__Source document__:
This (or something like it), is what most people think of when they conjure up a mental image of the German Army in WWII.

This is generally more accurate.

That is all.

14 Comments

They did have a bit of a petroleum supply problem, especially towards the end of the war, didn't they?
 
They were *never* as mechanized as Dr. Goebbels would have had us believe, so the photo- & cinematographers didn't go out of their way to record the fact that the bulk of the infantry marched through the whole war (as did a lot, but not as much, of ours) and their artillery was more horse-drawn than motorize (unlike us, who towed everything behind a motorized asset of some sort.) The fact that after the 1944 bombing campaign against the oil pipelines and refinery system they were low of fuel is more akin to making a virtue of a vice than anything else.
 
The Third Reich was sorta-kinda in better shape for fuel than most people realize. By most postwar accounts, the synthetic fuel programs were working well--but the distribution system was kaput. Interesting that the Wehrmacht knew all about the US tactic of massing artillery fires (and feared facing it), but could never get the hang of doing it themselves.

__Dataset__:
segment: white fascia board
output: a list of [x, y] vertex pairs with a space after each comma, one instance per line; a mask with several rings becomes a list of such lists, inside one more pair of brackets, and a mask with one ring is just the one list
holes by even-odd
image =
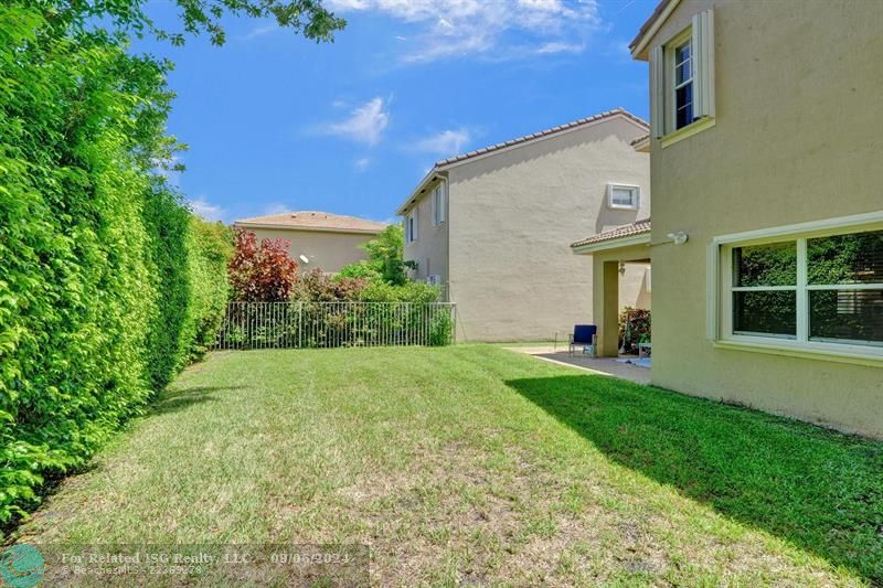
[[589, 243], [588, 245], [577, 245], [571, 247], [576, 255], [591, 255], [597, 252], [608, 252], [610, 249], [620, 249], [624, 247], [634, 247], [635, 245], [650, 245], [650, 232], [640, 233], [638, 235], [628, 235], [626, 237], [617, 237], [615, 239], [602, 240], [600, 243]]

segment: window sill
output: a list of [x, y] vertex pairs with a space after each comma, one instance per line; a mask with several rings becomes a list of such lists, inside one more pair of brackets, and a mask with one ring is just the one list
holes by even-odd
[[661, 137], [659, 139], [659, 145], [660, 147], [662, 147], [662, 149], [664, 149], [671, 145], [677, 143], [678, 141], [687, 139], [688, 137], [692, 137], [698, 132], [702, 132], [705, 129], [712, 128], [715, 124], [715, 120], [716, 119], [714, 117], [700, 118], [699, 120], [695, 120], [690, 125], [675, 130], [674, 132], [670, 132], [664, 137]]
[[869, 353], [853, 352], [850, 350], [837, 350], [830, 348], [808, 348], [776, 343], [756, 343], [753, 341], [714, 341], [715, 349], [732, 351], [748, 351], [755, 353], [768, 353], [770, 355], [785, 355], [788, 357], [800, 357], [804, 360], [818, 360], [836, 363], [851, 363], [854, 365], [868, 365], [871, 367], [883, 367], [883, 354], [873, 353], [873, 348], [869, 348]]

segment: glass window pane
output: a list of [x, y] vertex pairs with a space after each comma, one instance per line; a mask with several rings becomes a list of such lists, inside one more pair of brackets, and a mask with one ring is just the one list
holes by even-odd
[[733, 292], [735, 334], [797, 336], [797, 292]]
[[693, 105], [688, 104], [687, 106], [678, 110], [678, 117], [674, 121], [674, 128], [680, 129], [682, 127], [688, 126], [692, 121], [693, 121]]
[[614, 188], [613, 203], [619, 206], [634, 206], [634, 190], [630, 188]]
[[681, 63], [690, 58], [690, 41], [674, 50], [674, 63]]
[[693, 101], [693, 84], [687, 84], [674, 90], [674, 106], [682, 108]]
[[797, 243], [770, 243], [733, 249], [733, 285], [796, 286]]
[[883, 290], [811, 290], [809, 339], [883, 344]]
[[692, 60], [687, 60], [685, 62], [683, 62], [682, 64], [680, 64], [678, 67], [674, 68], [675, 85], [683, 84], [684, 81], [690, 79], [691, 77], [690, 66], [692, 63], [693, 63]]
[[883, 284], [883, 231], [807, 239], [809, 284]]

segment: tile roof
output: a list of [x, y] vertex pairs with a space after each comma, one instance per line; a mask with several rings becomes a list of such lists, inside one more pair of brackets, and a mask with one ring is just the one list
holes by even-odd
[[317, 211], [286, 212], [243, 218], [236, 221], [234, 225], [265, 225], [306, 231], [338, 231], [341, 233], [380, 233], [386, 227], [386, 224], [377, 223], [376, 221]]
[[618, 226], [616, 228], [611, 228], [610, 231], [605, 231], [603, 233], [598, 233], [597, 235], [592, 235], [591, 237], [577, 240], [576, 243], [571, 244], [571, 247], [584, 247], [586, 245], [594, 245], [596, 243], [604, 243], [607, 240], [614, 240], [621, 237], [631, 237], [635, 235], [641, 235], [643, 233], [649, 233], [649, 232], [650, 232], [650, 220], [645, 218], [642, 221], [636, 221], [630, 225]]
[[499, 151], [500, 149], [506, 149], [507, 147], [513, 147], [513, 146], [517, 146], [517, 145], [525, 143], [525, 142], [532, 141], [534, 139], [541, 139], [541, 138], [544, 138], [544, 137], [556, 135], [556, 133], [565, 131], [565, 130], [574, 129], [576, 127], [582, 127], [582, 126], [588, 125], [591, 122], [597, 122], [598, 120], [603, 120], [605, 118], [613, 118], [613, 117], [616, 117], [616, 116], [625, 116], [626, 118], [631, 119], [632, 121], [637, 122], [638, 125], [649, 129], [649, 126], [647, 125], [646, 120], [632, 115], [631, 113], [629, 113], [625, 108], [619, 107], [619, 108], [614, 108], [613, 110], [606, 110], [604, 113], [600, 113], [600, 114], [595, 115], [595, 116], [591, 116], [588, 118], [581, 118], [579, 120], [574, 120], [572, 122], [566, 122], [564, 125], [558, 125], [557, 127], [552, 127], [551, 129], [545, 129], [545, 130], [541, 130], [541, 131], [538, 131], [538, 132], [533, 132], [531, 135], [525, 135], [523, 137], [519, 137], [517, 139], [512, 139], [512, 140], [509, 140], [509, 141], [502, 142], [502, 143], [497, 143], [497, 145], [492, 145], [490, 147], [485, 147], [485, 148], [481, 148], [481, 149], [477, 149], [475, 151], [469, 151], [468, 153], [464, 153], [462, 156], [455, 156], [453, 158], [443, 159], [440, 161], [437, 161], [435, 167], [436, 168], [442, 168], [444, 165], [450, 165], [451, 163], [459, 163], [460, 161], [464, 161], [464, 160], [467, 160], [467, 159], [472, 159], [474, 157], [483, 156], [485, 153], [491, 153], [493, 151]]
[[674, 0], [661, 0], [659, 4], [657, 4], [653, 13], [650, 14], [650, 18], [647, 19], [643, 24], [641, 24], [641, 28], [638, 30], [638, 34], [636, 34], [635, 39], [631, 40], [631, 43], [628, 44], [628, 49], [634, 51], [635, 47], [638, 46], [638, 43], [640, 43], [641, 39], [643, 39], [643, 35], [650, 30], [650, 26], [653, 25], [656, 20], [662, 15], [669, 4], [673, 1]]

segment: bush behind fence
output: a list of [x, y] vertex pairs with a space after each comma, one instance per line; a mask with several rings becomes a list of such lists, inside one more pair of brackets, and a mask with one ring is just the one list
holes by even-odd
[[216, 349], [440, 346], [455, 322], [442, 302], [230, 302]]

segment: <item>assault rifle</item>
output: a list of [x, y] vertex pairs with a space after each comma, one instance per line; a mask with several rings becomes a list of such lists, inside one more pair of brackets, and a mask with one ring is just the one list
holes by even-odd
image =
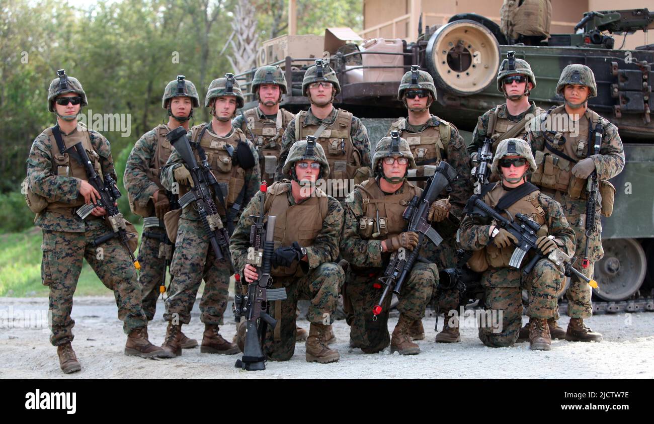
[[409, 221], [406, 230], [418, 234], [418, 245], [410, 254], [407, 255], [405, 249], [401, 247], [391, 255], [390, 261], [384, 272], [384, 275], [379, 277], [379, 282], [386, 287], [379, 298], [379, 301], [373, 307], [373, 319], [376, 319], [377, 315], [381, 313], [384, 299], [391, 290], [391, 287], [394, 293], [400, 294], [404, 280], [409, 276], [416, 261], [418, 260], [421, 246], [426, 243], [424, 238], [428, 238], [436, 246], [443, 241], [443, 238], [427, 221], [427, 215], [429, 214], [432, 203], [436, 200], [436, 197], [445, 187], [456, 180], [457, 177], [456, 171], [447, 162], [441, 161], [436, 168], [436, 173], [430, 177], [427, 181], [427, 186], [422, 191], [420, 198], [419, 199], [417, 196], [414, 196], [404, 210], [402, 217]]
[[[266, 181], [262, 182], [261, 191], [265, 193], [266, 189]], [[256, 268], [258, 278], [248, 284], [247, 294], [238, 293], [234, 296], [234, 321], [239, 323], [241, 317], [245, 318], [243, 355], [236, 361], [235, 366], [248, 371], [266, 369], [266, 355], [261, 347], [266, 338], [267, 326], [274, 328], [277, 324], [277, 320], [269, 313], [269, 302], [286, 298], [286, 289], [270, 288], [273, 285], [271, 269], [275, 251], [273, 236], [277, 217], [268, 215], [264, 223], [264, 202], [262, 201], [259, 216], [250, 217], [255, 220], [255, 224], [250, 228], [250, 247], [247, 251], [247, 263]], [[238, 285], [241, 277], [236, 275]], [[245, 284], [245, 281], [243, 283]]]
[[211, 173], [209, 162], [205, 158], [201, 165], [198, 164], [184, 127], [177, 127], [168, 133], [165, 137], [182, 158], [184, 161], [182, 166], [186, 166], [193, 179], [194, 186], [190, 187], [188, 192], [179, 199], [180, 207], [184, 207], [192, 202], [196, 202], [196, 209], [202, 221], [205, 234], [209, 237], [216, 258], [228, 261], [233, 274], [234, 265], [230, 253], [230, 236], [222, 224], [222, 219], [218, 213], [210, 187], [213, 187], [216, 192], [221, 188]]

__Required task A__: Decide whether each statement agrees with the post about the German Army: (i) most of the German infantry marched throughout the war; (ii) the synthetic fuel programs were failing; (iii) the Wehrmacht mastered massing artillery fires on its own. For each, answer yes or no and quote the deciding words of the post.
__Required task B__: In the post about the German Army, write out everything from "They did have" down to "than anything else." again, changing "infantry" to "foot soldiers".

__Worked answer A__:
(i) Yes: "the bulk of the infantry marched through the whole war"
(ii) No: "the synthetic fuel programs were working well"
(iii) No: "could never get the hang of doing it themselves"

__Worked answer B__:
They did have a bit of a petroleum supply problem, especially towards the end of the war, didn't they?
 
They were *never* as mechanized as Dr. Goebbels would have had us believe, so the photo- & cinematographers didn't go out of their way to record the fact that the bulk of the foot soldiers marched through the whole war (as did a lot, but not as much, of ours) and their artillery was more horse-drawn than motorize (unlike us, who towed everything behind a motorized asset of some sort.) The fact that after the 1944 bombing campaign against the oil pipelines and refinery system they were low of fuel is more akin to making a virtue of a vice than anything else.